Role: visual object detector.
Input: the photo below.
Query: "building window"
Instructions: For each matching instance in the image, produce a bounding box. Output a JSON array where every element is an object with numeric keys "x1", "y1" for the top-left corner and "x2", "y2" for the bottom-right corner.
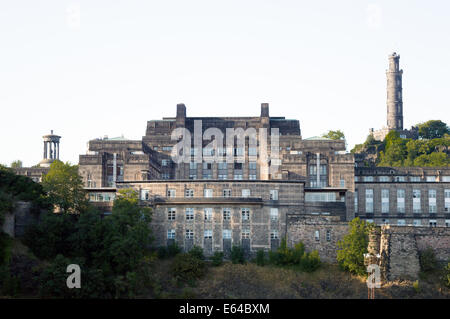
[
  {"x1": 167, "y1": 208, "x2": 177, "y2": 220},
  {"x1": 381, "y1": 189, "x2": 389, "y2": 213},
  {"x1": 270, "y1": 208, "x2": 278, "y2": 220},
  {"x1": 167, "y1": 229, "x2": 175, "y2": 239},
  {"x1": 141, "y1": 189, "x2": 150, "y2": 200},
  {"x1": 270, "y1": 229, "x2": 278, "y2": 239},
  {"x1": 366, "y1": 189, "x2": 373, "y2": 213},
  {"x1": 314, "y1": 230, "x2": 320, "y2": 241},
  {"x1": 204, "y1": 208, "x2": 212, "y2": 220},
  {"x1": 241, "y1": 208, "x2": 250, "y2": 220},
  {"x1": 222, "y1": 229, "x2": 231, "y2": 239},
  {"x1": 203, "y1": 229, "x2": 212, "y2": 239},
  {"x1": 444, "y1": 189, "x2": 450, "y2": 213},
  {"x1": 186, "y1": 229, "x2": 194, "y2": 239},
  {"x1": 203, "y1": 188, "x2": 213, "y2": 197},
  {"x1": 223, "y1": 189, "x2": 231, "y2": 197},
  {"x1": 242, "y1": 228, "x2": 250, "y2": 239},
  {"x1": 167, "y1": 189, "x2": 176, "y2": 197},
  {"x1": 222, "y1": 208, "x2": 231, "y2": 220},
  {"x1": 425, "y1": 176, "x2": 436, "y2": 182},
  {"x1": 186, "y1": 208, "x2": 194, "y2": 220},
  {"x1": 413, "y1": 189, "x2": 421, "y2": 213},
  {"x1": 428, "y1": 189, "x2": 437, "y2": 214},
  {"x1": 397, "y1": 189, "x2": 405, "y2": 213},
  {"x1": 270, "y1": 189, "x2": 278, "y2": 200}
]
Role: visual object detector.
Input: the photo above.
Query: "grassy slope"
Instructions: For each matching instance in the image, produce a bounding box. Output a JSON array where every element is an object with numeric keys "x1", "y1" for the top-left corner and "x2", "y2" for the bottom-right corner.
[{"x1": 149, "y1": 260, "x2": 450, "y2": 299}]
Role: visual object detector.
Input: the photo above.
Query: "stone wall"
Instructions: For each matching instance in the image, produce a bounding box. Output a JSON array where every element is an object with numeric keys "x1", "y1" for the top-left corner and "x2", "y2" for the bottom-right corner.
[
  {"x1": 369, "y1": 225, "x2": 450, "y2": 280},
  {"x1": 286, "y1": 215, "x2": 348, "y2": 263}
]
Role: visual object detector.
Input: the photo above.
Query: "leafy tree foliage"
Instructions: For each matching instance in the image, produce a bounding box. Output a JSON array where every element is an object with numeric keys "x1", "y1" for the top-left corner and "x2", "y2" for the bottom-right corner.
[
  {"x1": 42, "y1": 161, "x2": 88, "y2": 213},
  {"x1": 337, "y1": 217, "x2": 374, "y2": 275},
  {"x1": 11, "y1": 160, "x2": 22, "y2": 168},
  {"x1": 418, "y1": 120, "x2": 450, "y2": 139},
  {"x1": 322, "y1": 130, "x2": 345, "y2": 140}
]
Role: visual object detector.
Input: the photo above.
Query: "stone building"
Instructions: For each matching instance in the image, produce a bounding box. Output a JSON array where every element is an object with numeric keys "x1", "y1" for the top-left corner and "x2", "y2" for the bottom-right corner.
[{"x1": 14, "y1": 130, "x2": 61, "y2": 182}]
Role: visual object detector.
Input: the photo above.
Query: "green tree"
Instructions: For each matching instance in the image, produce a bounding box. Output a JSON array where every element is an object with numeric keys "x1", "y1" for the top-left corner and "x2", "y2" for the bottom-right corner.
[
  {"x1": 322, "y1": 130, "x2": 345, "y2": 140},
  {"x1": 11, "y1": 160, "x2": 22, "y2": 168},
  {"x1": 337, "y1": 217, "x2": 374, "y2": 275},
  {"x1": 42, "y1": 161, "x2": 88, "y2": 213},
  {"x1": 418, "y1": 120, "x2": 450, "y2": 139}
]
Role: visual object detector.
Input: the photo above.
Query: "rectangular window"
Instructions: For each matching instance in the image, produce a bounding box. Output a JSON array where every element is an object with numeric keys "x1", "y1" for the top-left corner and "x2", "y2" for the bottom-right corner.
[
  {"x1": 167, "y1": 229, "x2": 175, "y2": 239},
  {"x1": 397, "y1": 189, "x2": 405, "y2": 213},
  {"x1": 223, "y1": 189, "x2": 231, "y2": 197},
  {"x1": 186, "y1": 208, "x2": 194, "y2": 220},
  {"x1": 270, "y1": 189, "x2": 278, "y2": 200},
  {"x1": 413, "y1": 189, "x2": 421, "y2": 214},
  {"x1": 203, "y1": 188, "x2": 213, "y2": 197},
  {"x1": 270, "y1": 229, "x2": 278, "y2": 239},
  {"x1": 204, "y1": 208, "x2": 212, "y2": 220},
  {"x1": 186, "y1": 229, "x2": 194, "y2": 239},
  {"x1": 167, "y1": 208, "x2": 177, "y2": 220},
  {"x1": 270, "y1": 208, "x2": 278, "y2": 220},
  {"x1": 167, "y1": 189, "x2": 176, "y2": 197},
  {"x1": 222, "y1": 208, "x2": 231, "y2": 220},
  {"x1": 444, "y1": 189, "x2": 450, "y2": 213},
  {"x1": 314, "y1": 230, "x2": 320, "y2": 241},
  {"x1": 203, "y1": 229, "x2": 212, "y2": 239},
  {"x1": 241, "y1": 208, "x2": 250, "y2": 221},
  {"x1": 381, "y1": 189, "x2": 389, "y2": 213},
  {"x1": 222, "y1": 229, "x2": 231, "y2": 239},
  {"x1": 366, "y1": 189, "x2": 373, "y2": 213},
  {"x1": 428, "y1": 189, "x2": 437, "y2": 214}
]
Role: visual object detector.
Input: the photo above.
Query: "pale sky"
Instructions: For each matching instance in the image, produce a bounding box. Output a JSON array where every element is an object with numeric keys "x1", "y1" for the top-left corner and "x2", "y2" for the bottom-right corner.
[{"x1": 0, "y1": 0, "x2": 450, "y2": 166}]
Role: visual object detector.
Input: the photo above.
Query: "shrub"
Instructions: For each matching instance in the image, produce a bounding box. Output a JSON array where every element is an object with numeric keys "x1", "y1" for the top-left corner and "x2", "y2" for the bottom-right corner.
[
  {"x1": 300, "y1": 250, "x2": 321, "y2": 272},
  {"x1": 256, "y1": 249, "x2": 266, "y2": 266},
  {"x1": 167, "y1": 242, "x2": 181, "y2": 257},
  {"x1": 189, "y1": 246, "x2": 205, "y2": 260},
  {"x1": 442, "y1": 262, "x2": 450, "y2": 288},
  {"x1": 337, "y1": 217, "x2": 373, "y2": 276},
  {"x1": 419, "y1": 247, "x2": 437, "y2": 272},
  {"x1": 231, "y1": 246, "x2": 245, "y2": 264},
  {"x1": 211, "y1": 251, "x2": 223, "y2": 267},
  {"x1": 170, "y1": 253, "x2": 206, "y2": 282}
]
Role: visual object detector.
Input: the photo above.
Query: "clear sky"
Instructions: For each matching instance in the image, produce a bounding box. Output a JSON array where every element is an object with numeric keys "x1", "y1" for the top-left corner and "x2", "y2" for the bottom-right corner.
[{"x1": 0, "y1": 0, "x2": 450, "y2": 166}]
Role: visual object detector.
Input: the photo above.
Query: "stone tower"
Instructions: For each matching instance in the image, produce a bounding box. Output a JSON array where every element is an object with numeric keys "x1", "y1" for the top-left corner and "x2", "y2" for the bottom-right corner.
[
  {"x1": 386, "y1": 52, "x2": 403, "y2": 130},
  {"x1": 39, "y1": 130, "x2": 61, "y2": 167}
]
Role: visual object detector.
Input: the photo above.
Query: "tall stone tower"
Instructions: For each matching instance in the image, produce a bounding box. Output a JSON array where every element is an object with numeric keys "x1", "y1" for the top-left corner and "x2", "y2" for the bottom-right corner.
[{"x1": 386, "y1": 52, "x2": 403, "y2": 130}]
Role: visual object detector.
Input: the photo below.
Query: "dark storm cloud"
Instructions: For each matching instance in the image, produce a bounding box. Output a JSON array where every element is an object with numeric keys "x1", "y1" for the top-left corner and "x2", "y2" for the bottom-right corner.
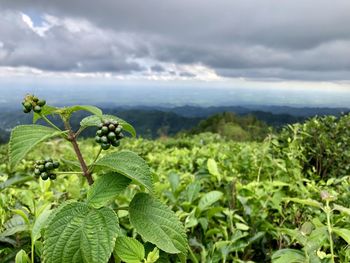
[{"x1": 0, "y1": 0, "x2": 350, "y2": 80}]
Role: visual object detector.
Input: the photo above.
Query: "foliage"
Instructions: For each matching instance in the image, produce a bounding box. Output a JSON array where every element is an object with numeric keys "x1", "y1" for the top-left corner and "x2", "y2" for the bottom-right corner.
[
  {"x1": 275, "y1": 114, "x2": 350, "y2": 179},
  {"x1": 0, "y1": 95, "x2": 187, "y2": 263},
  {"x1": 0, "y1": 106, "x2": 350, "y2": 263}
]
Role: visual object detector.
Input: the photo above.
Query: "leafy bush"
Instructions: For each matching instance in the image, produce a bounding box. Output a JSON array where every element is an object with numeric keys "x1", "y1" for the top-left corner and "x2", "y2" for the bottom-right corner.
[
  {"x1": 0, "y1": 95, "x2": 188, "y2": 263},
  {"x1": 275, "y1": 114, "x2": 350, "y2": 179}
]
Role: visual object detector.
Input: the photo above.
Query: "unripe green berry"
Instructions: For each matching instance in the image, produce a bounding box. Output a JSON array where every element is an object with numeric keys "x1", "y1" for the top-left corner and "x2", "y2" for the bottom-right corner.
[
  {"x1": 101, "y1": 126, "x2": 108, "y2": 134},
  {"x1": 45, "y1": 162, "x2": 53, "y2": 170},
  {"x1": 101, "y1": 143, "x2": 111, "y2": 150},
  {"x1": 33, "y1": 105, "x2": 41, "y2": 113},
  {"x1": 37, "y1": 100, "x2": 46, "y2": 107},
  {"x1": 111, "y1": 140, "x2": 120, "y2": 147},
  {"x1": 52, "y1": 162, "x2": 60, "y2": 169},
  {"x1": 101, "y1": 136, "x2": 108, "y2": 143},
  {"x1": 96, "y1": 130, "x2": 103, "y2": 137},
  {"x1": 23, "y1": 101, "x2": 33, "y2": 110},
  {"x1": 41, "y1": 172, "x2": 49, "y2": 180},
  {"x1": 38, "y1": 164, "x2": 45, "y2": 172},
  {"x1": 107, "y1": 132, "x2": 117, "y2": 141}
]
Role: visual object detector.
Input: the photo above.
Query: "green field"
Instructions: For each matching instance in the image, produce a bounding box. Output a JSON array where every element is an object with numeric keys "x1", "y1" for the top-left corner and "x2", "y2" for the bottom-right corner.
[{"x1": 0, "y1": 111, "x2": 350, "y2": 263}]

|---|

> Task goal: Tally the lines in the listing above that include the string "building" and reply with the number alone.

> Solution for this task: 2